The exercise: Could you copy out the entries below word for word, starting at the line that contains "Each instance receives one keypoint. Mark the brass" and continuing through the final line of the entries, with both ends included and the pictures left out?

(begin)

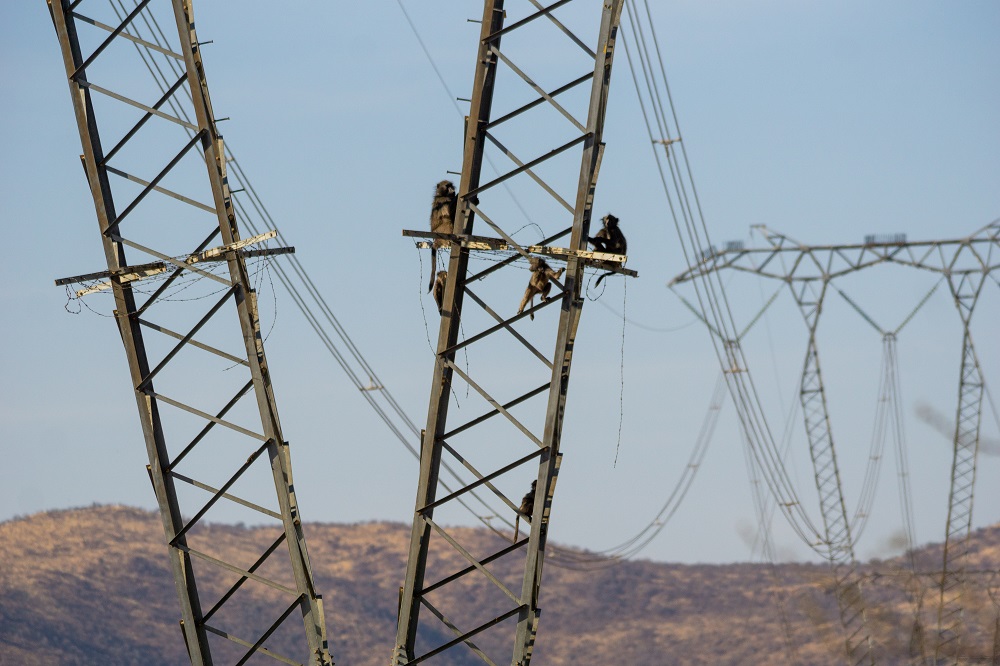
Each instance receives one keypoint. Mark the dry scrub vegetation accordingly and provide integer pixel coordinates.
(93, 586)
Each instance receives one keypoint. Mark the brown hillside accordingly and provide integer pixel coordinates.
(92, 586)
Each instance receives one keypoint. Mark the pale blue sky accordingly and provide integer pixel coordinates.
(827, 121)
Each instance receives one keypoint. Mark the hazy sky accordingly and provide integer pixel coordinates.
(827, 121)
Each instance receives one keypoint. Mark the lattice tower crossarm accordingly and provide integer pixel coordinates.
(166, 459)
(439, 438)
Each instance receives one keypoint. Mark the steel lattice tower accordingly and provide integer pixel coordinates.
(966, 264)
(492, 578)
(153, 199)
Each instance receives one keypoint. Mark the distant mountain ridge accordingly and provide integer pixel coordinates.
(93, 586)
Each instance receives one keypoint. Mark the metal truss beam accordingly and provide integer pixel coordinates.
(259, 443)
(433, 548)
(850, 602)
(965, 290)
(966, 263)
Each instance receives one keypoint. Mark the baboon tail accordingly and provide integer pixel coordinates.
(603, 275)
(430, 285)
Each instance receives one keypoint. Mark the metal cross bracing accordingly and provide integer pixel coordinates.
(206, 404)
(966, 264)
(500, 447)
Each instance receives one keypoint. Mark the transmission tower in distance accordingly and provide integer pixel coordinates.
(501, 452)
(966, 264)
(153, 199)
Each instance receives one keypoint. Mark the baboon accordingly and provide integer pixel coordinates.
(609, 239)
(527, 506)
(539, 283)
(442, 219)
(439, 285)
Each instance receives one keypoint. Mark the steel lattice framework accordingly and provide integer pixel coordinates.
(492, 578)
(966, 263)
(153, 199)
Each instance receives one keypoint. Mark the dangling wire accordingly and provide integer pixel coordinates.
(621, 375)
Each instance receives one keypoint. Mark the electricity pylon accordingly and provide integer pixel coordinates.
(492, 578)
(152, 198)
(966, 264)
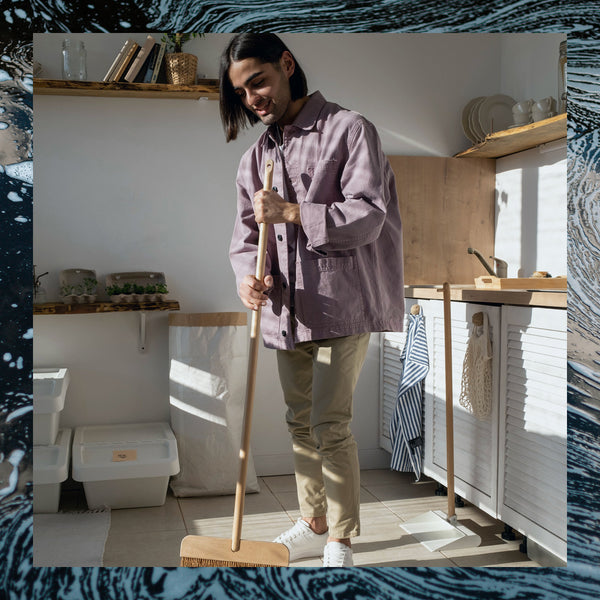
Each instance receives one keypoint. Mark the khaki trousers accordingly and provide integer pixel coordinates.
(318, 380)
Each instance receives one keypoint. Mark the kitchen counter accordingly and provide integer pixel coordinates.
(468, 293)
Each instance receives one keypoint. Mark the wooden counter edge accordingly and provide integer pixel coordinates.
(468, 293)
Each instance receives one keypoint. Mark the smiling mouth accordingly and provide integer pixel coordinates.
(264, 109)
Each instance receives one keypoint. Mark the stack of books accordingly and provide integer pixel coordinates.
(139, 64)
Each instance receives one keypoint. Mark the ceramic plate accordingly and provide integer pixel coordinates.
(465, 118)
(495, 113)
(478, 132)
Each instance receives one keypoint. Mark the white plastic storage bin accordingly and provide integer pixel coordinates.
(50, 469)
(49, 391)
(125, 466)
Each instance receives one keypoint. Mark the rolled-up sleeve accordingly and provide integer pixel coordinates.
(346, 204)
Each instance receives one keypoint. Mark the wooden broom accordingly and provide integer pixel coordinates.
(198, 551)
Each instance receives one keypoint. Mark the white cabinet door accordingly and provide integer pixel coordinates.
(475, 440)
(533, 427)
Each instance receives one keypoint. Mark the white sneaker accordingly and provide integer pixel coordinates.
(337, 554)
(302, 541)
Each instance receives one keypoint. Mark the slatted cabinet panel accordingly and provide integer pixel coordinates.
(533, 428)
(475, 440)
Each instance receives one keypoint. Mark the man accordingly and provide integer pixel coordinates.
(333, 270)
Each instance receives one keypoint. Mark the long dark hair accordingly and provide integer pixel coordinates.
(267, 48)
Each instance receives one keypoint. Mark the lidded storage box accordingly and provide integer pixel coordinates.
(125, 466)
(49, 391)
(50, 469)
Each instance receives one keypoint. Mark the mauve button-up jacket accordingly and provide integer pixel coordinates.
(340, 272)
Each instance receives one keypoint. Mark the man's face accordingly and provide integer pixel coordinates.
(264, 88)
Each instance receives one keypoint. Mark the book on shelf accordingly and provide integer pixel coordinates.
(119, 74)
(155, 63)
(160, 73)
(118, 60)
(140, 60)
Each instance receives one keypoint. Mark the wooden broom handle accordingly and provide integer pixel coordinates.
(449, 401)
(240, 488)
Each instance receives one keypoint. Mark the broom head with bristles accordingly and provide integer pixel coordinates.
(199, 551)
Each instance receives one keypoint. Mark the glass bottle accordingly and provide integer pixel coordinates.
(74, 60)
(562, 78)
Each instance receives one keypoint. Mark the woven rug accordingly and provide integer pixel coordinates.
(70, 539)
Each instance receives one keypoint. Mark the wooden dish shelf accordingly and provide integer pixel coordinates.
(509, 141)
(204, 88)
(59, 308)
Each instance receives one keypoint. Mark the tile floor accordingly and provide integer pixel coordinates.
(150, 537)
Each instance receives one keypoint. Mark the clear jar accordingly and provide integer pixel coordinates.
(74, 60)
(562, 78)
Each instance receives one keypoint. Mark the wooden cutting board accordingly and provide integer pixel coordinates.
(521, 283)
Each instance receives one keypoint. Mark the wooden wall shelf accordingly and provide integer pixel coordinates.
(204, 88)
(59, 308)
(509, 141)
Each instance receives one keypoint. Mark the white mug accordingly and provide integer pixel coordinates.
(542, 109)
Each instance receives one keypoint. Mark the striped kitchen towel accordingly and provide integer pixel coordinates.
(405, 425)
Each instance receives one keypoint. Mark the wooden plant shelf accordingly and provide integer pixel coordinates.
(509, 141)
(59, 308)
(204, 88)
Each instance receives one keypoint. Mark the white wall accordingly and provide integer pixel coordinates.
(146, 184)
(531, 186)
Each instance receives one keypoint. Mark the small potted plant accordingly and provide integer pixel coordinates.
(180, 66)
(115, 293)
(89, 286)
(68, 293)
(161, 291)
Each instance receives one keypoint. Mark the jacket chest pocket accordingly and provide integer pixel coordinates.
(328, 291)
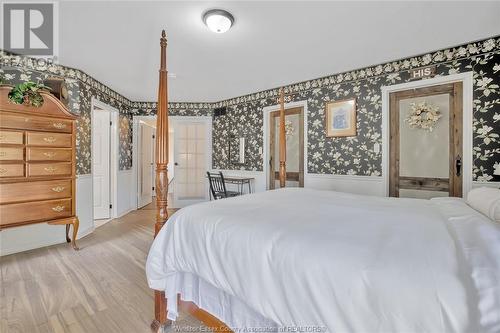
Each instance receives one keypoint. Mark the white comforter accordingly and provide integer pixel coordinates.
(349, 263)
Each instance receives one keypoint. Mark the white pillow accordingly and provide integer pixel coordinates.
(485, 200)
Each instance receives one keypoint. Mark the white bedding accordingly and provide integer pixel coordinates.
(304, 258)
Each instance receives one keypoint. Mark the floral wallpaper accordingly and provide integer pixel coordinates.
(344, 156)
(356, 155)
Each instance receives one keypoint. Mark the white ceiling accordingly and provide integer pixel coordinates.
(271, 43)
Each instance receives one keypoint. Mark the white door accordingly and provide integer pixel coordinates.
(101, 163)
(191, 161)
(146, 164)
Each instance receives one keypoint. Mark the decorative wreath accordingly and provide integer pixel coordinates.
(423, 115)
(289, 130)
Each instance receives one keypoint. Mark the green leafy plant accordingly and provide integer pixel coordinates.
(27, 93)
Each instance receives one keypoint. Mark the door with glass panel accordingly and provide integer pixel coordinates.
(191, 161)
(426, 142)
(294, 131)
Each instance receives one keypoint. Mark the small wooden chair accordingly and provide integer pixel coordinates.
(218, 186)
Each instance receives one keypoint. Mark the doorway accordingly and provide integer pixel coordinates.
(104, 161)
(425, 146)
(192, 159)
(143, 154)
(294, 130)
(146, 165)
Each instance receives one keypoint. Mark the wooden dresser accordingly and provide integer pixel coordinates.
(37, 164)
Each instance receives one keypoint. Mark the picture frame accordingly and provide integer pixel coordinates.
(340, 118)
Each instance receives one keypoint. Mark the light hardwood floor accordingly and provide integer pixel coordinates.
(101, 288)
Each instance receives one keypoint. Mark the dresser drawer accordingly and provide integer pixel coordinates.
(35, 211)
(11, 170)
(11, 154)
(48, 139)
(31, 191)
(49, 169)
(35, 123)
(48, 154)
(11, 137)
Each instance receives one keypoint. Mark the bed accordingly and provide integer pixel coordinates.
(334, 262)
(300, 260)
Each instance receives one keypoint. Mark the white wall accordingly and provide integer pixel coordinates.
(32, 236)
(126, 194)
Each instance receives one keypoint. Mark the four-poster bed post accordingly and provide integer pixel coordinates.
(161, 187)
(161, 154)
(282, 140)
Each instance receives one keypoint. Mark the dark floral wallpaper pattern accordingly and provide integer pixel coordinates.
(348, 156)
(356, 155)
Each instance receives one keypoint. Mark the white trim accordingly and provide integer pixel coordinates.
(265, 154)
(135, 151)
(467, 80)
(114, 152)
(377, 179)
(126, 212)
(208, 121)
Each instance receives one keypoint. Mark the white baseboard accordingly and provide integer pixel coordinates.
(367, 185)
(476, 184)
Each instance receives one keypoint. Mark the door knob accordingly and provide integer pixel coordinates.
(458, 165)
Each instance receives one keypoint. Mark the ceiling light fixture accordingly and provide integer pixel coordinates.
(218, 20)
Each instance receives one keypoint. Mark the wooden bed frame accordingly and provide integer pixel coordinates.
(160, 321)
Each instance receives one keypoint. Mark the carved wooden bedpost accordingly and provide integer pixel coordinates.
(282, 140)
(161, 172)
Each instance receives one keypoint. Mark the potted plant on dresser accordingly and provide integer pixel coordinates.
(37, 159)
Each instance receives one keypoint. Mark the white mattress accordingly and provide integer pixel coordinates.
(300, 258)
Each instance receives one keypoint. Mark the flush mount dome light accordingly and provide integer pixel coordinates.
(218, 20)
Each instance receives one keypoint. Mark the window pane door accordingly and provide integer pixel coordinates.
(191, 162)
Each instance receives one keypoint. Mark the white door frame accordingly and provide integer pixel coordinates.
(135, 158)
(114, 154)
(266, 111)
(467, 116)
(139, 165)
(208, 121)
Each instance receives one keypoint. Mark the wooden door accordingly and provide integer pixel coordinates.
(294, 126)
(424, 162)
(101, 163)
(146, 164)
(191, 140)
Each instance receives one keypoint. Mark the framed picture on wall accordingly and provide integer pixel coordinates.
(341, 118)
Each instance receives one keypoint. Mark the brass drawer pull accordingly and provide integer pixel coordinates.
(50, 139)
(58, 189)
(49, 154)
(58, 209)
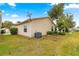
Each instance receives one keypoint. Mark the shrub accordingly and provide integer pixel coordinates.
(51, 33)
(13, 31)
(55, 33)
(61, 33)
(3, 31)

(end)

Answer in full:
Each instance receives one keypoint. Mark the brass drawer pull accordingly and provide integer pixel coordinates.
(50, 139)
(58, 189)
(49, 154)
(58, 209)
Each instance receives one keypoint. Mark the shrub accordingly and provide integer pixel coordinates.
(51, 33)
(13, 31)
(55, 33)
(61, 33)
(3, 31)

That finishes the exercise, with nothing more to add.